DOCUMENT:
[Start]
What Is Jitter and Why Does It Matter?
When packets travel from sender to receiver they traverse routers, switches, and queues that each introduce variable processing time. Even on a low-latency link, two consecutive packets sent 20 ms apart may arrive 18 ms and 27 ms apart — a 9 ms jitter spike. At low rates this is imperceptible; at sustained high rates it overwhelms playout buffers and degrades call quality. The ITU-T G.114 recommendation defines a maximum one-way jitter of 30 ms for toll-quality VoIP. Online gaming engines typically require jitter below 15 ms to maintain smooth frame synchronization.
Calculation Modes Explained
Mean Absolute Jitter
The most straightforward metric. Given a series of inter-arrival delays D[1], D[2], … D[n], the per-packet deviation is d[i] = |D[i] − D[i−1]| and Mean Jitter is Σ d[i] / (n − 1). This gives an unweighted statistical average over the entire series — useful for post-capture batch analysis.
RFC 3550 (RTCP) Jitter Estimator
RTP/VoIP endpoints report jitter using the exponentially weighted moving average defined in IETF RFC 3550: J(i) = J(i−1) + (|d[i]| − J(i−1)) / 16. The divisor 16 gives the estimator a memory of roughly 16 recent packets, making it responsive to sudden spikes without being destabilized by isolated anomalies. This is the metric you will see in RTCP Receiver Reports, Wireshark RTP streams, and SIP quality dashboards.
Peak Jitter
The single worst inter-arrival deviation in the measurement window. While mean jitter governs steady-state audio quality, peak jitter determines the minimum buffer depth needed to prevent any packet from arriving too late for playback. The calculator highlights which packet caused the worst spike so you can correlate it with bursts, routing changes, or queue events.
[End]
THE DATA:
[Start]
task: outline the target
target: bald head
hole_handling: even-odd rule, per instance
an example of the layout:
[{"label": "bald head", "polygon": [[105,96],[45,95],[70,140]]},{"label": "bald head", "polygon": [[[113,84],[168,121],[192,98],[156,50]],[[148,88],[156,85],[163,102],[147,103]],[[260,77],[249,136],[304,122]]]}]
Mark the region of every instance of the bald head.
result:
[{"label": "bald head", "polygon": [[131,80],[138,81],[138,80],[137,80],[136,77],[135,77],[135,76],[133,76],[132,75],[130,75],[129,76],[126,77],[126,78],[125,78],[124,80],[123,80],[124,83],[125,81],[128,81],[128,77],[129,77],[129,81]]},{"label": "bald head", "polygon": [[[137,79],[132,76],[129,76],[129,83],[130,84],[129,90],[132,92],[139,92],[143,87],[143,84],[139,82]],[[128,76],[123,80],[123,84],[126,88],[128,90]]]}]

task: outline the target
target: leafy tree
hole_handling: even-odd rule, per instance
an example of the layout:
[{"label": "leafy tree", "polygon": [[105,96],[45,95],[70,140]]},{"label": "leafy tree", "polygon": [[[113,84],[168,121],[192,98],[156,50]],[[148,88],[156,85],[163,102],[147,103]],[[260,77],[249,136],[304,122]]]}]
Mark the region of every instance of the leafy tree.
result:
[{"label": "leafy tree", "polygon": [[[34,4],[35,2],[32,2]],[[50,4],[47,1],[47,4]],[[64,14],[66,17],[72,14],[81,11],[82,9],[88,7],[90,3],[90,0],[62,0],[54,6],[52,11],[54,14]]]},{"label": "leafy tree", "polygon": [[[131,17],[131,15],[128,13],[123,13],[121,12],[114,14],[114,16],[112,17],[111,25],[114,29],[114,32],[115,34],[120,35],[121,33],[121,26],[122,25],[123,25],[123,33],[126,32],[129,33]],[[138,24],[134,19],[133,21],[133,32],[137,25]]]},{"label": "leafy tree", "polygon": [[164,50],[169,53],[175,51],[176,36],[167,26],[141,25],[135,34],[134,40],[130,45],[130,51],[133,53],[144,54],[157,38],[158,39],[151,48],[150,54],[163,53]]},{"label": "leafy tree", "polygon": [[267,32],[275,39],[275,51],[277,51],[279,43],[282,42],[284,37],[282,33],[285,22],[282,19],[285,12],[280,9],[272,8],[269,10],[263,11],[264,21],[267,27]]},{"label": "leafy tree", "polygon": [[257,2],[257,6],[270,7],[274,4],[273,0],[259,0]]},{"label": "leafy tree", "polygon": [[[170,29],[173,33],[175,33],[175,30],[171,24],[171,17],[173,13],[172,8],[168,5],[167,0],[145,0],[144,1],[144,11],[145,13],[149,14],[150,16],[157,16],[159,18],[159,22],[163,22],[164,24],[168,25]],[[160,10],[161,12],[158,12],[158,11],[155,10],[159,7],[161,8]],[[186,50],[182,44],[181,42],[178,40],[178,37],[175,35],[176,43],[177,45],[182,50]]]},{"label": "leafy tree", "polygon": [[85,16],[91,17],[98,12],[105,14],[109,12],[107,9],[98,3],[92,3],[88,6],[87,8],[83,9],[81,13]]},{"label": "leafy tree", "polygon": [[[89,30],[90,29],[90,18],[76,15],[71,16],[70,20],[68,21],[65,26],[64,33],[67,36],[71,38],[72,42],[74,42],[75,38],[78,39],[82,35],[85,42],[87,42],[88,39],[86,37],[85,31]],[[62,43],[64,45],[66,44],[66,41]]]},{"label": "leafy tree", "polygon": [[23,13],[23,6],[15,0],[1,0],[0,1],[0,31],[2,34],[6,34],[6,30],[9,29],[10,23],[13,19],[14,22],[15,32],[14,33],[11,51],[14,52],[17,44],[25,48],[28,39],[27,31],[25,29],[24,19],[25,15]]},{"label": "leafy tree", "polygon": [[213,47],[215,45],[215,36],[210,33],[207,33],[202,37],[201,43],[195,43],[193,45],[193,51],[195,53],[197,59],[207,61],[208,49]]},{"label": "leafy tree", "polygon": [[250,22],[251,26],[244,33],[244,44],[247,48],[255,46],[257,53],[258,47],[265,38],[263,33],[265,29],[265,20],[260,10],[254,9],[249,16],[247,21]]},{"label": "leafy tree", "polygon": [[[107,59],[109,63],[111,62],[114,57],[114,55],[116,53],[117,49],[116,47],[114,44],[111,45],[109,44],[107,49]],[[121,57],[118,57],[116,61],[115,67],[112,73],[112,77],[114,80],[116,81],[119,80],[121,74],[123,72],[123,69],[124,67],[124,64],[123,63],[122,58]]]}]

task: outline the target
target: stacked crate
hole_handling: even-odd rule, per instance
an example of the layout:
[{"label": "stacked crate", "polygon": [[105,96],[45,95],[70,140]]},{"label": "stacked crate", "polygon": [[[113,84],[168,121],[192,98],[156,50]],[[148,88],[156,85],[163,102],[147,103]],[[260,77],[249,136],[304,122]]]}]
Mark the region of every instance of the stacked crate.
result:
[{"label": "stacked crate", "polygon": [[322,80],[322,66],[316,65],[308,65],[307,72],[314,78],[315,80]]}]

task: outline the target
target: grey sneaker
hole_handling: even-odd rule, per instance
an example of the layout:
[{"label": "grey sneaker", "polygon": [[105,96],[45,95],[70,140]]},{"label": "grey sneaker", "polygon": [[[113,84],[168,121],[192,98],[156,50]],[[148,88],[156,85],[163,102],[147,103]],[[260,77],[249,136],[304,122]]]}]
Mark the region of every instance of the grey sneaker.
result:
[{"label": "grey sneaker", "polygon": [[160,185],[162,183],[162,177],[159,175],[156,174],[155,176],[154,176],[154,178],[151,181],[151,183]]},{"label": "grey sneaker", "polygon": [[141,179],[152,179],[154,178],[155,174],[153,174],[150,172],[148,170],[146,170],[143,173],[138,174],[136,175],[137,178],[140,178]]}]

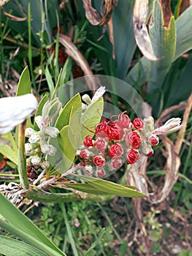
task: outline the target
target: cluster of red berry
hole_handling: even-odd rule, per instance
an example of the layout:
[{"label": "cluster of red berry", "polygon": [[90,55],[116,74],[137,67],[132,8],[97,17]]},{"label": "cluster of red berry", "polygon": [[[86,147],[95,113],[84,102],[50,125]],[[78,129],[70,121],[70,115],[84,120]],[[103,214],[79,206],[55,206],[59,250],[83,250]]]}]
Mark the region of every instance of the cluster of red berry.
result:
[{"label": "cluster of red berry", "polygon": [[125,112],[116,120],[104,119],[95,127],[94,140],[86,136],[77,151],[82,170],[87,175],[102,177],[107,170],[114,171],[125,162],[133,165],[141,157],[150,156],[152,146],[158,143],[158,138],[153,134],[153,124],[151,116],[131,122]]}]

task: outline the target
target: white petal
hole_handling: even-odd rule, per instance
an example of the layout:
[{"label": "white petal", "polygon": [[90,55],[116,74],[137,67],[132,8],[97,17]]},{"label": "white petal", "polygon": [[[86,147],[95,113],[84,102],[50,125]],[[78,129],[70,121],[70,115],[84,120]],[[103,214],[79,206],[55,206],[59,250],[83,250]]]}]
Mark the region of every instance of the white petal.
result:
[{"label": "white petal", "polygon": [[30,94],[0,99],[0,134],[10,132],[31,116],[37,105],[36,97]]}]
[End]
INSTRUCTIONS:
a - Pull out every line of the records that contains the string "bald", matching case exactly.
b - Extend the jitter explainer with a continuation that picks up after its final sentence.

ANSWER SET:
a -
target: bald head
[{"label": "bald head", "polygon": [[105,96],[45,95],[70,140]]},{"label": "bald head", "polygon": [[[113,84],[168,121],[192,98],[156,50]],[[148,88],[156,85],[163,102],[147,103]],[[260,77],[249,136],[304,122]]]}]
Mark the region of every instance of the bald head.
[{"label": "bald head", "polygon": [[131,80],[138,81],[138,80],[137,80],[136,77],[135,77],[135,76],[133,76],[132,75],[130,75],[129,76],[126,77],[126,78],[125,78],[124,80],[123,80],[124,83],[125,81],[128,81],[128,77],[129,77],[129,81]]},{"label": "bald head", "polygon": [[[137,79],[132,76],[129,76],[129,83],[130,84],[129,90],[132,92],[139,92],[143,87],[143,84],[139,82]],[[128,76],[123,80],[123,84],[126,88],[128,90]]]}]

b -
Jitter Buffer Headroom
A playout buffer delays media rendering to smooth out jitter. Its required size is determined by the worst-case peak jitter, not the mean. The Headroom indicator shows how much buffer capacity remains after the peak spike: Headroom = Buffer Size − Peak Jitter. A negative headroom means the buffer is too small and packets will be discarded at the tail, producing audible clicks or video artifacts. A common starting point is to set the buffer to 2× the Peak Jitter observed in your environment.
VoIP Quality and MOS Score
The calculator estimates a Mean Opinion Score (MOS) — a 1–4.5 quality scale standardized by ITU-T P.800 — using a simplified E-Model proxy. Jitter is the primary input; the formula applies R = 93.2 − (jitter / 2) and maps R to MOS via the standard cubic approximation. Scores of 4.3–4.5 are Excellent, 4.0–4.3 are Good, 3.6–4.0 are Fair, 2.5–3.6 are Poor, and below 2.5 are Bad. The codec profile selector (G.711, G.729, G.722, Opus, H.264) auto-fills the typical packet interval and tolerance threshold for each codec so the quality assessment is contextually correct.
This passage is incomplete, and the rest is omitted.